- _Exercise objective_: Copy the data word for word, beginning at the line that contains "Question. The picture above shows the chrome" and continuing to the end of the data.

- _Recorded information_:
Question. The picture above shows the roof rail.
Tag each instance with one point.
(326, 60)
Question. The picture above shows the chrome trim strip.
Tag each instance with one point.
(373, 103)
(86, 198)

- _Written solution_:
Question. The picture above shows the chrome trim strip.
Tag each instance with one point.
(373, 103)
(86, 198)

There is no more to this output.